## Supplied text
════════
The drive shaft 52 further includes a drive disk 55 that extends in
a radially outward direction from the axis of rotation of the drive
shaft 52 and is positioned on the drive shaft 52 near the free end
54. The drive assembly 50 further includes a support pin 56 that is
positioned opposite the drive shaft 52. A non-driven end of the
hollow cylindrical core is rotatably mounted on and vertically
supported by the support pin 56, which may or may not be keyed.
[0055] The clutch assembly 60 engages to transmit the rotational
energy from the drive shaft 52 and disengages when the torque on
the drive shaft 52 at the clutch assembly 60 exceeds a particular
amount. As shown in FIGS. 4A and 4B, the clutch assembly 60
includes the drive disk 55, a support disk 61, and a first, second,
and third intermediate frictional disks 201, 202, 203, which are
shown in FIG. 5. The drive disk 55 is integrally attached to the
drive shaft 52 and extends in a radially outward direction from the
drive shaft 52. The support disk 61 is separate from the drive
shaft 52 and includes a central aperture 63 for receiving the end
54 of the drive shaft 52 and a mounting surface 64 for mounting
adjacent to the drive disk 55. Between the support disk 61 and the
drive disk 55 are the intermediate frictional disks 201, 202, 203
that have frictional material on both sides and frictionally engage
each other to couple the support disk 61 to the drive disk 55 with
a designed "torque versus rotational" slip behavior.
[0056] The first intermediate frictional disk 201 is coupled to the
drive disk 55, and the second intermediate frictional disk 202 is
coupled to the support disk 61. The third intermediate frictional
disk 203 is positioned between the first 201 and second
intermediate frictional disks 202 and frictionally engages the
first 201 and second intermediate frictional disks 202. In one
embodiment, the intermediate frictional disks 201, 202 are made of
cartridge brass, the support disk 61 is made of an unfilled
polycarbonate, and the drive disk 55 and drive shaft 52 are made of
injection molded nylon 6/6.
[0057] To couple the intermediate frictional disks 201, 202 to the
drive disk 55 and the support disk 61, the drive disk 55 and the
support disk 61 include one or more keys 210 that protrude axially
from the mating surfaces of each disk 55, 61 and extend lengthwise
in a radially outward direction from the center of each disk 55,
61, as shown in FIG. 5. The keys are positioned towards the center
of the drive disk 55 and the support disk 61. Each of the
intermediate frictional disks 201, 202 include a central aperture
215 which is adapted for receiving the end of the drive shaft 52,
and one or more notches 216 that extend in a radially outward
direction from the central aperture 215. The notches 216 receive
the keys 210 on the support disk 61 and drive disk 55, which
couples the drive disk 55 to the first intermediate frictional disk
201 and the support disk 61 to the second intermediate frictional
disk 202. The keys 210 and notches 216 are not limited to being
positioned in the center of the disks 201, 202, 55, and 61 and
could be positioned, for example, along the periphery of the disks
201, 202, 55, and 61.
════════
## Given problem 1
Do these statements agree with the clutch assembly passage? For each, answer yes or no and quote the passage's deciding words.
(a) The support disk 61 is integrally attached to the drive shaft 52.
(b) The third intermediate frictional disk 203 is positioned between the first and second intermediate frictional disks.
(c) In one embodiment, the support disk 61 is made of cartridge brass.
════════
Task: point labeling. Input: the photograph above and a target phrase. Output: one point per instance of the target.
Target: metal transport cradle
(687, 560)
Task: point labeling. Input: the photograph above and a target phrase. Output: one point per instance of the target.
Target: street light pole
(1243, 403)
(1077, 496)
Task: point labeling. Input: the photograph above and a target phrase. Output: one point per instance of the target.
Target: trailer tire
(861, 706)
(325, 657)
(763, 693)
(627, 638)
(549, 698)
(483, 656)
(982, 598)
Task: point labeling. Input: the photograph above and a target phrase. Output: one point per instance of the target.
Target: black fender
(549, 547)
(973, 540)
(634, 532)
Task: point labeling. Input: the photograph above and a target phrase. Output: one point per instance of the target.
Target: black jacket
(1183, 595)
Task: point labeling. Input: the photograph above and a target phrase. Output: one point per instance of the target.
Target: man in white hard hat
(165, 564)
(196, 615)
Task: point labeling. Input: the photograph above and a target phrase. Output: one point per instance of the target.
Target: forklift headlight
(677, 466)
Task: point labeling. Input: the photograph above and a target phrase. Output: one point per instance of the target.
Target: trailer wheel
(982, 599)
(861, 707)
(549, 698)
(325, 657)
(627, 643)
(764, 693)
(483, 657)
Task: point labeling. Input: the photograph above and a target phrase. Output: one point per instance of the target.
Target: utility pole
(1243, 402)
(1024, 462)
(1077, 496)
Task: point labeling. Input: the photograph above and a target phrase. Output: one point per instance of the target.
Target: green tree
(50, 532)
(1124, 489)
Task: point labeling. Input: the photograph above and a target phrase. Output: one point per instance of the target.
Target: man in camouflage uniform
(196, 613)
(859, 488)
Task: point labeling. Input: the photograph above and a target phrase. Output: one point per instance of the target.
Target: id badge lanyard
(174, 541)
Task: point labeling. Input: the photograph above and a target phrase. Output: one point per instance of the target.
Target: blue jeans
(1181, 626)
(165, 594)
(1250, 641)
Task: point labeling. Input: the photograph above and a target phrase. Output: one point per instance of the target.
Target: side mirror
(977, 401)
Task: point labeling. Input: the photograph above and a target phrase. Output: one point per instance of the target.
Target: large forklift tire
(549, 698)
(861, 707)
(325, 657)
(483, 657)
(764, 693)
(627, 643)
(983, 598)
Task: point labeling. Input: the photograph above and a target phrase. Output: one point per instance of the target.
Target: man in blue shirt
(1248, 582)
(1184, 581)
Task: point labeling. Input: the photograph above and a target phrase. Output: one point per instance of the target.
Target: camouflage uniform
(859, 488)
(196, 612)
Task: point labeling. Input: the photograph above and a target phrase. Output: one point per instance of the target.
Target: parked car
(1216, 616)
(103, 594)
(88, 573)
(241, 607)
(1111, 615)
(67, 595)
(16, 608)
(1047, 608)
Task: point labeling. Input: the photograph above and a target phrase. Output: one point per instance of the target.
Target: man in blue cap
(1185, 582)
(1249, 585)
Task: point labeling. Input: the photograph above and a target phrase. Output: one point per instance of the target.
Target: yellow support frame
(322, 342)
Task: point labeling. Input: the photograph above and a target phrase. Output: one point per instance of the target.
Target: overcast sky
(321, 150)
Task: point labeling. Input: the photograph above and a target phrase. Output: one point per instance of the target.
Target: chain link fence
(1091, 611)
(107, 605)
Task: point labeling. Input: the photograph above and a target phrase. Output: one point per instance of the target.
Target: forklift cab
════════
## Given problem 2
Which lines of the records contain the word "blue"? Return each such line in full.

## Output 1
(a) No: "The support disk 61 is separate from the drive shaft 52"
(b) Yes: "The third intermediate frictional disk 203 is positioned between the first 201 and second intermediate frictional disks 202"
(c) No: "the support disk 61 is made of an unfilled polycarbonate"

## Output 2
Target: blue jeans
Target: man in blue shirt
Target: man in blue cap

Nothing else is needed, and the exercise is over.